- **Consigna 1**
Enumere a todos los intérpretes que figuran en el reparto de la reseña de Caníbal.
- **Consigna 2**
Según la reseña de Caníbal, ¿qué número ocupa esta película dentro de la obra de Manuel Martín Cuenca?
- **Consigna 3**
Prosiga la reseña de Caníbal a partir de su última oración.

=== Fragmento ===

Dirección: Manuel Martín Cuenca

Guión: Manuel Martín Cuenca, Alejandro Hernández (Novela: Humberto Arenal)

Reparto: Antonio de la Torre, Olimpia Melinte, María Alfonsa Rosso, Manolo Solo, Delphine Tempels, Joaquín Núñez

Fotografía: Eduard Grau

Duración: 116 Min.

Aunque pueda parecer obvio, Manuel Martín Cuenca no es Brian de Palma. Esta afirmación carecería de sentido si el cineasta español no hubiera convertido su novena película en un flagrante homenaje al cine de Alfred Hitchcock. Sin embargo, la sutileza en la ejecución diferencia notablemente ambas formas de rendir pleitesía al maestro británico. Y es que, al contrario que en el cine del americano, la armonía y la sencillez son el denominador común de las resonancias hitchcockianas que salpican el metraje de Caníbal.

Sin ir más lejos, el Norman Bates de Antonio de la Torre parece encontrar su hábitat natural en la oscuridad que le proporcionan las primeras secuencias del film. Condenado a la soledad de planos individuales (casi siempre en interiores: la iglesia, la sastrería, su piso y su coche) en los que apenas interactúa con otros personajes, y a reencuadres claustrofóbicos en pasillos y quicios de puertas que delimitan su prisión espiritual, Carlos acecha sigilosamente a sus víctimas antes de encender el motor de su vehículo (siempre premonitorio de la siguiente muerte) y pasar a la acción. Como si de un Scottie cualquiera se tratara (en esta ocasión, impedido por taras de índole desconocida), Manuel Martín Cuenca le convierte en un espectador pasivo que observa la vida pasar tras los cristales de ventanas indiscretas.

Al igual que en Psicosis (Psycho, 1960), las pulsiones sexuales del protagonista adquieren un peso importante en su motivación. No encontramos una mamá Bates que justifique los traumas de Carlos (Antonio de la Torre) y tampoco recibimos explicaciones al respecto. Tan solo descubrimos que el deseo representa la culpa y el amor supone la redención. En un alarde de carácter, el guión de Martin Cuenca y Alejandro Hernández abraza el aquí y ahora, prescindiendo de las posibilidades narrativas que ofrecería un pasado tormentoso o el clásico planteamiento del whodunit, por poner dos ejemplos. Desde el primer momento conocemos al asesino de esta historia de amor disfrazada de thriller (¿recuerdan Encadenados o Yo confieso?), que recurre al mcguffin para construir su atmósfera de suspense.

=== Extractos del listado ===

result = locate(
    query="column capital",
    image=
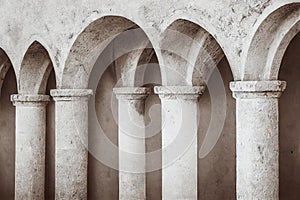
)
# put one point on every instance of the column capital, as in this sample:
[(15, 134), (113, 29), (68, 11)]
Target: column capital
[(132, 93), (70, 94), (29, 99), (179, 92), (257, 89)]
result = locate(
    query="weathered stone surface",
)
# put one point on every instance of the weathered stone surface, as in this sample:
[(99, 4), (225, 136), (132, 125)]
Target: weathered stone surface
[(40, 36), (179, 141), (257, 139), (71, 143), (132, 147), (30, 145)]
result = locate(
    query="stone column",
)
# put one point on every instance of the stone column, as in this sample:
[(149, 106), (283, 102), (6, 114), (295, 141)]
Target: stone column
[(71, 142), (132, 161), (179, 141), (30, 145), (257, 142)]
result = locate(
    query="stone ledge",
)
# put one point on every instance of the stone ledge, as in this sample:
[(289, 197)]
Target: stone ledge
[(179, 92), (132, 93), (257, 89), (69, 94), (29, 100)]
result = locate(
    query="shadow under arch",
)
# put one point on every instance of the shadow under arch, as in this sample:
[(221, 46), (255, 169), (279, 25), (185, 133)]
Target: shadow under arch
[(35, 70), (105, 55), (37, 77), (93, 40), (196, 58), (8, 86), (289, 127), (264, 53)]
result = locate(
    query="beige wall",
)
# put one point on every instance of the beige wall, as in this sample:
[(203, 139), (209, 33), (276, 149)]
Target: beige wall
[(289, 125), (7, 137), (216, 171)]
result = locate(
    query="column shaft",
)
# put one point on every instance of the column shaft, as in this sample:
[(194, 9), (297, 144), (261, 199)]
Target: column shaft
[(132, 176), (179, 141), (71, 143), (30, 145), (257, 141)]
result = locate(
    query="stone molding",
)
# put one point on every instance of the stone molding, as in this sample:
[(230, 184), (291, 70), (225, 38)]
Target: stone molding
[(257, 89), (29, 99), (132, 93), (179, 92), (70, 94)]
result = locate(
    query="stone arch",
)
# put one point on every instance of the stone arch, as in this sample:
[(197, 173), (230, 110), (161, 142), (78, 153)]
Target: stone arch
[(5, 65), (35, 69), (189, 50), (92, 41), (269, 42), (8, 86)]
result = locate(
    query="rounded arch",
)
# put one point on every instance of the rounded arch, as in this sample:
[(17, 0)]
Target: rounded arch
[(34, 70), (91, 42), (269, 42), (185, 43)]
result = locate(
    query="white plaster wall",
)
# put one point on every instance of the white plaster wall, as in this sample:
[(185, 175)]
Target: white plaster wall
[(216, 172), (289, 125), (56, 24), (7, 137)]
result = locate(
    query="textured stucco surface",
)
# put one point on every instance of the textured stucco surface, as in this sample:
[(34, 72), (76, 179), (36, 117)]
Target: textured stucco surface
[(252, 34)]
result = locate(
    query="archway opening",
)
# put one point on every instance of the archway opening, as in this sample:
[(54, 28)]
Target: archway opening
[(106, 55), (7, 131), (289, 126)]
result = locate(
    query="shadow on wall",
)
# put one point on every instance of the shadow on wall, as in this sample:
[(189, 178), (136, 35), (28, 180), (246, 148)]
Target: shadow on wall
[(7, 137), (289, 126), (216, 172)]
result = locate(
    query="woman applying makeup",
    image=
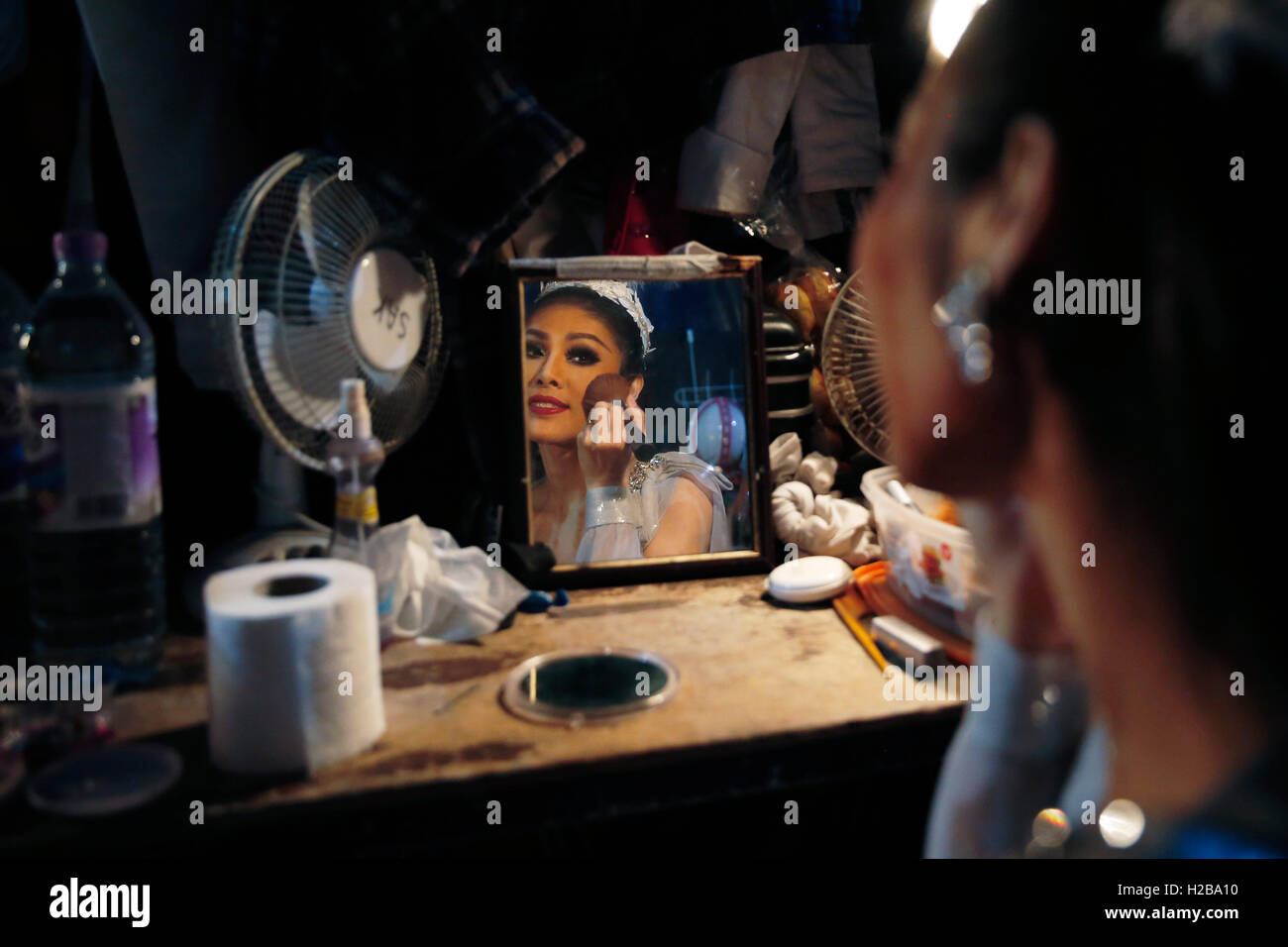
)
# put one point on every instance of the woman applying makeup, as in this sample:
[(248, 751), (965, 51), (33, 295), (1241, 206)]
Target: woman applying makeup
[(1109, 142), (595, 501)]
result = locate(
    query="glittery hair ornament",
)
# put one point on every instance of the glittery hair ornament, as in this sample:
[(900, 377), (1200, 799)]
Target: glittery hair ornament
[(614, 290)]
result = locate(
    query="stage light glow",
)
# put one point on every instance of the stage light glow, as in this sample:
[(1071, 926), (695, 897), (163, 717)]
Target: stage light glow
[(948, 21)]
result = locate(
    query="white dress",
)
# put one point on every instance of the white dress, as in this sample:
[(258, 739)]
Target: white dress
[(662, 474)]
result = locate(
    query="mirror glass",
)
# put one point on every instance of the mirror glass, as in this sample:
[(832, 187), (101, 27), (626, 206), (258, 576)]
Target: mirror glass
[(635, 416), (583, 686)]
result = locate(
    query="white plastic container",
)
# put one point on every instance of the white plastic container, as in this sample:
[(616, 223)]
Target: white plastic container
[(932, 564)]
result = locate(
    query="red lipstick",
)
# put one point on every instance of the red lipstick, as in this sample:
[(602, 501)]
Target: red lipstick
[(544, 405)]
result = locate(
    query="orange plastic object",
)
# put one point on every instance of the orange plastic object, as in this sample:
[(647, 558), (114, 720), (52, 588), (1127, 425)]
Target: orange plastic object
[(874, 583)]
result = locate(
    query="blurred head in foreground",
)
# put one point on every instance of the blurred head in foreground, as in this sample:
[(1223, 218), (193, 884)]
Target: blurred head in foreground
[(1099, 217)]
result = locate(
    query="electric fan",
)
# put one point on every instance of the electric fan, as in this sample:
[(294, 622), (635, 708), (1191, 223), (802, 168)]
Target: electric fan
[(343, 290), (850, 369)]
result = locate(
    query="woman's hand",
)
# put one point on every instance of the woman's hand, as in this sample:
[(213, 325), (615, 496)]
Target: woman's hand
[(1022, 611), (604, 446)]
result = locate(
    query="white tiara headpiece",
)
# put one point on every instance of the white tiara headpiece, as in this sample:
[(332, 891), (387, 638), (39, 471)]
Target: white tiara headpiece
[(621, 292)]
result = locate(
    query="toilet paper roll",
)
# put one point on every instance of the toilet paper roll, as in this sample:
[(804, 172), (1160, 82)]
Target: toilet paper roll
[(294, 665)]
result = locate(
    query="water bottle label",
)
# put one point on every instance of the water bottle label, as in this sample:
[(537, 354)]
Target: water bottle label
[(360, 506), (12, 479), (91, 457)]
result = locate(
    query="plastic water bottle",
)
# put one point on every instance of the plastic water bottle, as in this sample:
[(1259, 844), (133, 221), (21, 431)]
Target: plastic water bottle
[(355, 458), (14, 329), (93, 474)]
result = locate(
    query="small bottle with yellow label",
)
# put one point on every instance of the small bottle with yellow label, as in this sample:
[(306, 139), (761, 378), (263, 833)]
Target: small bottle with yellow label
[(353, 458)]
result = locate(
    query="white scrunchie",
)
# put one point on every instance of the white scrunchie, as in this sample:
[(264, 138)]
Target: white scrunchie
[(818, 471), (824, 525), (785, 457)]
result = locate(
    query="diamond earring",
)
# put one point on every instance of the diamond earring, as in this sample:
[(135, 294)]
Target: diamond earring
[(958, 315)]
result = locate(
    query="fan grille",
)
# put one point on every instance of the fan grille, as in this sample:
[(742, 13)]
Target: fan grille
[(850, 369), (300, 231)]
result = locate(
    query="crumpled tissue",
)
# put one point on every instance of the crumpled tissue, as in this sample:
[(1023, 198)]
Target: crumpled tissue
[(438, 589)]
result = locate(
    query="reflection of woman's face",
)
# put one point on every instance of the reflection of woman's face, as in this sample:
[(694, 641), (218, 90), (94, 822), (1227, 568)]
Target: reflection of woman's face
[(566, 348)]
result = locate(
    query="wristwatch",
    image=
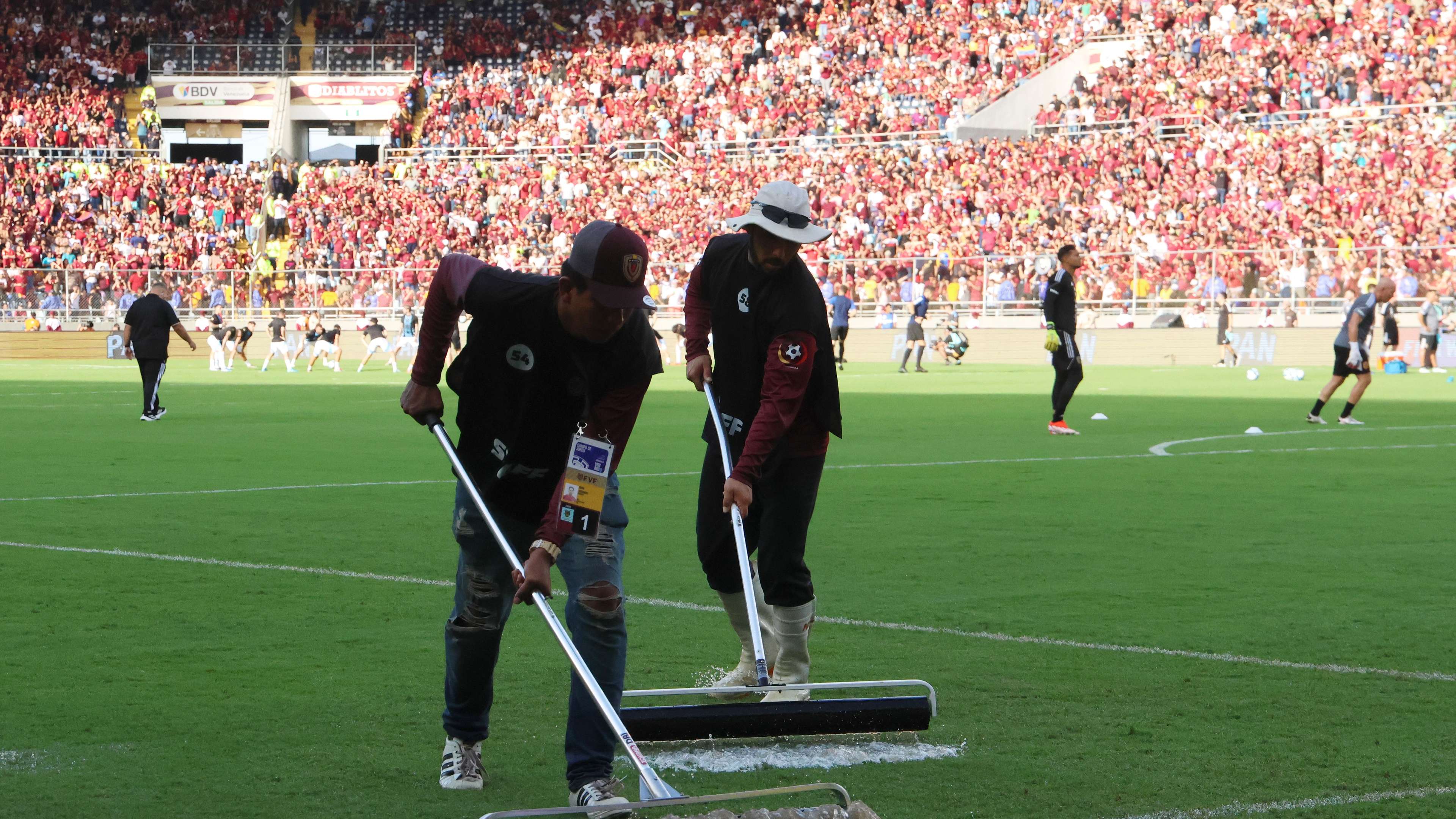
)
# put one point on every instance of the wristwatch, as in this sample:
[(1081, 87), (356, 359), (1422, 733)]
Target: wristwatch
[(552, 550)]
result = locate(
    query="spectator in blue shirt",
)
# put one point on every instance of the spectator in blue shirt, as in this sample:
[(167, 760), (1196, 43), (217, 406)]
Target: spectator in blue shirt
[(1409, 286), (1007, 290)]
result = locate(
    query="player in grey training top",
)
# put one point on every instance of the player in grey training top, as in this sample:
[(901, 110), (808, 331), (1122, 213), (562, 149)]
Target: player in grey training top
[(1353, 359), (1432, 314)]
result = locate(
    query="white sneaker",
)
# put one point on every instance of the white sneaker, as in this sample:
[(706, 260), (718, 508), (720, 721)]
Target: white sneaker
[(791, 626), (601, 792), (461, 767)]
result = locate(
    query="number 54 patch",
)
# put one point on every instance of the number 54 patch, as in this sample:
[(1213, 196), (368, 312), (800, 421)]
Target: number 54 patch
[(584, 484)]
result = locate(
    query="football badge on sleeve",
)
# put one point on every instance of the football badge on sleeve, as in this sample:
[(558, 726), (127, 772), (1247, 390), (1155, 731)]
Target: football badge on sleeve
[(791, 353)]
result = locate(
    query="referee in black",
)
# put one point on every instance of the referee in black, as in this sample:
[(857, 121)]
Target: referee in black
[(772, 371), (1061, 309), (146, 339)]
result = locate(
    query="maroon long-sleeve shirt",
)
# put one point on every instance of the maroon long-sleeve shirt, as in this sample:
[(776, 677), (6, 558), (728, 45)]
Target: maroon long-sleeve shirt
[(781, 399)]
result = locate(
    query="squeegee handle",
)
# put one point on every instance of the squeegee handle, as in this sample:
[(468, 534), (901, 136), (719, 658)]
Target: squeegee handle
[(742, 546), (654, 784)]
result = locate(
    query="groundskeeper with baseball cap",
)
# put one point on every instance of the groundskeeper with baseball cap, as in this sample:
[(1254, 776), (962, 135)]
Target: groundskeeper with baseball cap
[(780, 401), (551, 381)]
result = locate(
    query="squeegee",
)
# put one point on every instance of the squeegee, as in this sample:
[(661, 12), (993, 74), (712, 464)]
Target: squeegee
[(800, 717), (654, 792)]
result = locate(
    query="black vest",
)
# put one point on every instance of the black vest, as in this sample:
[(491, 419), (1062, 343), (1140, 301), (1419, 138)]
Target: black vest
[(750, 308), (525, 385)]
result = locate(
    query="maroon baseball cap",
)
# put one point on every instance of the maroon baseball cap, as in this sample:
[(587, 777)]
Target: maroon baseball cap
[(613, 260)]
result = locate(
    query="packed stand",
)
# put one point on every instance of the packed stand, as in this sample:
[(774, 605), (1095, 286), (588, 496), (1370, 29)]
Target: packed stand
[(593, 74), (1269, 63)]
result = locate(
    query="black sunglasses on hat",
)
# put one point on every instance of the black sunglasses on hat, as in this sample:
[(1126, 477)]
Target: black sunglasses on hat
[(780, 216)]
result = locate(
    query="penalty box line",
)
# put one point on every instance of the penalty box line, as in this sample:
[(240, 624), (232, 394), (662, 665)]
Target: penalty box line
[(992, 636), (1263, 808), (1049, 460)]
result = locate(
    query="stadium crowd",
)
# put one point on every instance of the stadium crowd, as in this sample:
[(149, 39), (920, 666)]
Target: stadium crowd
[(602, 72), (959, 216), (1260, 60)]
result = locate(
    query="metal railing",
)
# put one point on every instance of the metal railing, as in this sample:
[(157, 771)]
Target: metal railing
[(493, 154), (1167, 126), (76, 295), (386, 292), (1345, 114), (75, 152), (810, 143), (188, 59), (646, 151)]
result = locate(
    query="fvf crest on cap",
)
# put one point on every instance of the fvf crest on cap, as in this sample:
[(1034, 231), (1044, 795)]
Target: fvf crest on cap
[(613, 260)]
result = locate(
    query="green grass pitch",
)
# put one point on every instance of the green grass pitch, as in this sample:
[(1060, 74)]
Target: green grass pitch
[(142, 689)]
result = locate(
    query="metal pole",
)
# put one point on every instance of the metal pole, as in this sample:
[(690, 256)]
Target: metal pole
[(654, 784), (745, 572)]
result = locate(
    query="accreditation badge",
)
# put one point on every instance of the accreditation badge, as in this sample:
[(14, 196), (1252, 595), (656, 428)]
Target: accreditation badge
[(584, 484)]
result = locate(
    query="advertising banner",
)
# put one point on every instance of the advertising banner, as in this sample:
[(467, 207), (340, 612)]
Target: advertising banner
[(191, 98), (346, 98)]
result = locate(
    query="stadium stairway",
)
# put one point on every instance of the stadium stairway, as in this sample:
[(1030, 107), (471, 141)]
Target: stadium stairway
[(1015, 114), (133, 102), (306, 34)]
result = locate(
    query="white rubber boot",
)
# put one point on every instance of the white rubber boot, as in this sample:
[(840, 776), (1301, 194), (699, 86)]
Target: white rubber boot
[(737, 608), (792, 627)]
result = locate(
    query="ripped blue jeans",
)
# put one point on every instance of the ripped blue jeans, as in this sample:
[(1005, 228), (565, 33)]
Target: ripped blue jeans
[(595, 617)]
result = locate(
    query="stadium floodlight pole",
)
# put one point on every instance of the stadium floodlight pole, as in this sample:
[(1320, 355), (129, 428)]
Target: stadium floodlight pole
[(761, 665), (651, 783)]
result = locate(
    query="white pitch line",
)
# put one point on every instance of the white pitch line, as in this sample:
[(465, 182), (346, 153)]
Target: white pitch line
[(1241, 810), (237, 565), (67, 392), (1163, 448), (1138, 455), (998, 637)]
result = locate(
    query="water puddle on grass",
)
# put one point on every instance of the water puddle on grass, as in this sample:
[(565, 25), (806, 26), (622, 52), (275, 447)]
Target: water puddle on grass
[(721, 758), (34, 761)]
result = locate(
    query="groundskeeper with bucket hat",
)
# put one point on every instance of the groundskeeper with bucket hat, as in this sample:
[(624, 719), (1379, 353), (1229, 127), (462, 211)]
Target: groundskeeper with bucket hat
[(778, 403)]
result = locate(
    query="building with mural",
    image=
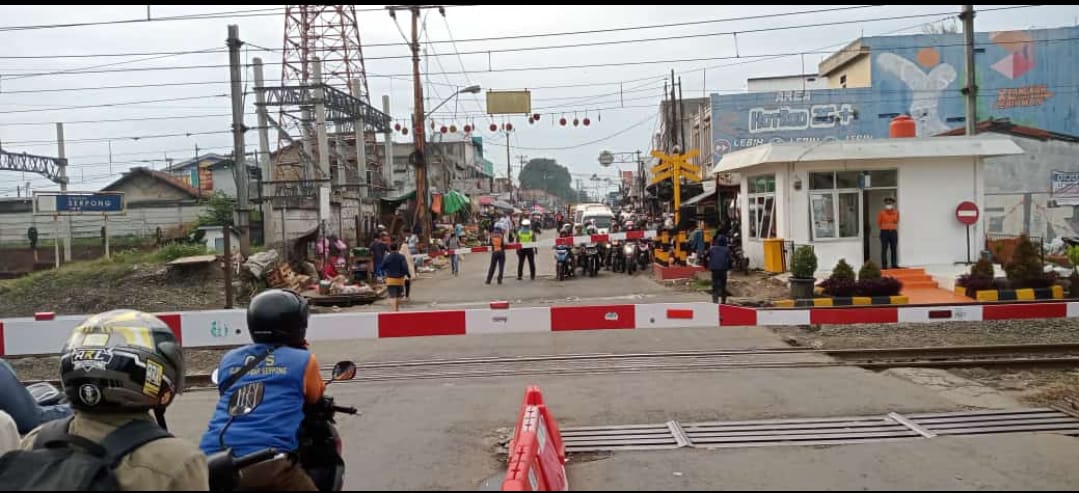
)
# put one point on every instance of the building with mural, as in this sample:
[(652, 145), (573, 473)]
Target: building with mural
[(1025, 78)]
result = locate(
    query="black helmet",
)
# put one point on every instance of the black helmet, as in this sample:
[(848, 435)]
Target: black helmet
[(122, 360), (278, 316)]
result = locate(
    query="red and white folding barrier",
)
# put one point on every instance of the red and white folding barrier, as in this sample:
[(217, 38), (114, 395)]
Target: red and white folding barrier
[(536, 452), (550, 243), (45, 332)]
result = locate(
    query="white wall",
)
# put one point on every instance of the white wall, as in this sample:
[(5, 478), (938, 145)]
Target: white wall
[(754, 248), (140, 221), (928, 193), (787, 83)]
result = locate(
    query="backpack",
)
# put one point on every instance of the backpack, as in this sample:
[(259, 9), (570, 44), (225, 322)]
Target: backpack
[(64, 462)]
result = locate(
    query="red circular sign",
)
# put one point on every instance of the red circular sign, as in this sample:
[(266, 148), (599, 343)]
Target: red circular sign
[(967, 213)]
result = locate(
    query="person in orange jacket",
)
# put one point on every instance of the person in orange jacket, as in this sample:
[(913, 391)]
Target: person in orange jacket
[(888, 222)]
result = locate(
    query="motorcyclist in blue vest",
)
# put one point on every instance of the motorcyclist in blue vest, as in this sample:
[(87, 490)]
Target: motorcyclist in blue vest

===

- **Respuesta escrita 1**
Antonio de la Torre, Olimpia Melinte, María Alfonsa Rosso, Manolo Solo, Delphine Tempels y Joaquín Núñez.

- **Respuesta escrita 2**
Es su novena película.

- **Respuesta escrita 3**
Canibal de la torre y melinte

Pero al margen de las resonancias citadas, el cine de Martín Cuenca no parece suplicar el favor del gran público por el que suspiraba Hitchcock, como se deduce del ritmo pausado de su narración o la duración de ciertos planos que moldean cuidadosamente la personalidad de su asesino en serie. Asimismo, Carlos tampoco presenta el perfil típico de un psicópata que aspira a inscribir su nombre en la historia de la criminología: es tímido, podríamos decir que asesina por necesidad, no es especialmente sádico, la policía ni siquiera le pisa los talones, y, como buen cristiano que es, se arrepiente de sus pecados e intenta compensarlos a su manera (la confección del manto para la procesión de Semana Santa).

La planificación de Martín Cuenca deja escaso margen al exhibicionismo, aunque no así a la creación de imágenes que se incrustan en la memoria del espectador por su efectividad y su atípica concepción: el protagonista ofrece un vaso de agua a Alexandra, quien acaba de reclamar su ayuda tras una escandalosa discusión de pareja; un plano lateral de los dos, mientras ella bebe con parsimonia, muestra cómo su actitud provocativa incomoda a Carlos hasta el punto de activar su deseo y, acto seguido, la necesidad de hacerlo desaparecer. Del mismo modo, el empleo de las elipsis sortea la violencia explícita y evita las imágenes que pudieran deshumanizar al protagonista en pos de la credibilidad de su posterior romance con Nina y de no provocar el rechazo en el patio de butacas.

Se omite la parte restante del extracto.